→ Work item: Each entry that follows should be retyped exactly.
^^^^^^^^
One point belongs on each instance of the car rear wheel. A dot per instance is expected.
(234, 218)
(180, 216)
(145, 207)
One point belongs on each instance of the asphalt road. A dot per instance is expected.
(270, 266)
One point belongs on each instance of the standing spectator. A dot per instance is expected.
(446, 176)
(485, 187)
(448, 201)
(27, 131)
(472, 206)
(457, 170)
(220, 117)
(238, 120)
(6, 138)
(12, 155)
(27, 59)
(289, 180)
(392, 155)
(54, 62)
^^^^^^^^
→ Response to this exercise:
One point belongs on each instance of the car rear wheel. A dot per instance is expected.
(234, 218)
(180, 216)
(145, 207)
One point belongs on each instance of the asphalt road. A dot per instance is expected.
(270, 266)
One point belongs on each instance of the standing spectator. A dot per instance is expected.
(446, 176)
(485, 187)
(448, 201)
(27, 131)
(472, 206)
(457, 170)
(220, 117)
(238, 120)
(6, 138)
(12, 155)
(27, 59)
(289, 180)
(392, 155)
(54, 62)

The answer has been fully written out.